**Activity 1**
Reproduce the passage on knee osteoarthritis treatment word for word, everything from "The pain associated" down to "option is available.".
**Activity 2**
Using the passage on knee osteoarthritis treatment, mark each statement yes or no, and quote the deciding words. (a) About 60% of patients respond to viscosupplementation. (b) The benefits of viscosupplementation begin right after the injection. (c) Injections are advised when effusion is detected.

[Text block]

The pain associated with knee osteoarthritis may be treated first-line with non-steroidal anti-inflammatory drugs (NSAIDs), such as dexketoprofen or ibuprofen. Mepivacaine or ropivacaine may be injected intra-articularly [39]. Methotrexate and ozone therapy are also described in the literature [40]. Hyaluronic acid injections (viscosupplementation) and platelet-rich plasma injections are being evaluated [41]. Intra-articular injections may be guided by landmarks, fluoroscopy, or ultrasound, with excellent evidence available for ultrasound-guided procedures. Fluoroscopy exposed patients to ionizing radiation should be avoided if a non-radiant treatment option is available.

Viscosupplementation using hyaluronic acid has a modest efficacy but a high response rate; it offers about 20% efficacy over placebo in treating knee osteoarthritis pain, but more than half (approximately 60%) of patients respond to the treatment, which is also well tolerated [42]. While cartilage protection is not yet confirmed, viscosupplementation can be opioid-sparing and delay joint replacement. Results commence after one to four weeks but are durable for six months or more [42]. Injections should not be administered when synovitis or effusion is detected because injection in the presence of synovitis can result in irritation and trigger symptoms of acute arthritis, while effusion can dilute the injectate, making it less efficacious [42]. Avoid injecting into a background of crystal arthropathies, which can indicate gout or gouty arthritis [43]. There may be a slight decrease in cartilage thickness with each injection, so clinicians may wish to minimize the use of repeated injections [44]. Viscosupplementation gives synovial fluid the opportunity to behave differently based on load, in other words, when joint stress is low, hyaluronans are viscous but when joint stress increases, hyaluronans are more elastic and absorb energy more efficiently. This variability can benefit patients with knee osteoarthritis [45].

[/Text block]
[Excerpted data]

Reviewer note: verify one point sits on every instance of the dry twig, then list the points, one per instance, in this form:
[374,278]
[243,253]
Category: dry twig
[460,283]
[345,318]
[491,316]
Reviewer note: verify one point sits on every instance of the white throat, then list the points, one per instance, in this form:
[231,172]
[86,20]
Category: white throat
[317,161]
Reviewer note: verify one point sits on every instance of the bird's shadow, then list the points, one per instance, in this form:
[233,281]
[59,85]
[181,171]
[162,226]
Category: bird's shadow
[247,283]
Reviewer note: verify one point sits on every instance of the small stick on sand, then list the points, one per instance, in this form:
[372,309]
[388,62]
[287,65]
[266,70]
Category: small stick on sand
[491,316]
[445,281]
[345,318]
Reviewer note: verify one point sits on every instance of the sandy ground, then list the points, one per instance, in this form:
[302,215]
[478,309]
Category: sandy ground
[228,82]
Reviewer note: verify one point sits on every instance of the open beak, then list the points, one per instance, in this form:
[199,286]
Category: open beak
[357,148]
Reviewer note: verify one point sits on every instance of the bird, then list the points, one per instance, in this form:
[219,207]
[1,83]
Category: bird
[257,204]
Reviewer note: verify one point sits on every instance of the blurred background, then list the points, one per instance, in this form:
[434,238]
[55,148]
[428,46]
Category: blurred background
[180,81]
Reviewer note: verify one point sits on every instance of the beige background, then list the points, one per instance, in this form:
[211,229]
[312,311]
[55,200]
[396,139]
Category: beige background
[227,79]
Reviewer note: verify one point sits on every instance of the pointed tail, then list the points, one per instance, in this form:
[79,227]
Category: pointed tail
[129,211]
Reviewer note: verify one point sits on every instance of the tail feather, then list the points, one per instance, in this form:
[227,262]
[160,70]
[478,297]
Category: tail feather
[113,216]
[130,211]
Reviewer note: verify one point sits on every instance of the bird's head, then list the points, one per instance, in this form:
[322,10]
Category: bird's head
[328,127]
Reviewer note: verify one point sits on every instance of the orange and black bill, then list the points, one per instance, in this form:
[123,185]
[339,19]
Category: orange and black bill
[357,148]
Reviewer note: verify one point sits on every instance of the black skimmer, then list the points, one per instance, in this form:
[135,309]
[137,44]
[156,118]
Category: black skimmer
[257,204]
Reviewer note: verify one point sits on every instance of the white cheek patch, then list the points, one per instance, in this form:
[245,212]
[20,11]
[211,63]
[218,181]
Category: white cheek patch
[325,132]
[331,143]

[/Excerpted data]

**Solution 1**
The pain associated with knee osteoarthritis may be treated first-line with non-steroidal anti-inflammatory drugs (NSAIDs), such as dexketoprofen or ibuprofen. Mepivacaine or ropivacaine may be injected intra-articularly [39]. Methotrexate and ozone therapy are also described in the literature [40]. Hyaluronic acid injections (viscosupplementation) and platelet-rich plasma injections are being evaluated [41]. Intra-articular injections may be guided by landmarks, fluoroscopy, or ultrasound, with excellent evidence available for ultrasound-guided procedures. Fluoroscopy exposed patients to ionizing radiation should be avoided if a non-radiant treatment option is available.

**Solution 2**
(a) Yes: "more than half (approximately 60%) of patients respond to the treatment"
(b) No: "Results commence after one to four weeks but are durable for six months or more"
(c) No: "Injections should not be administered when synovitis or effusion is detected"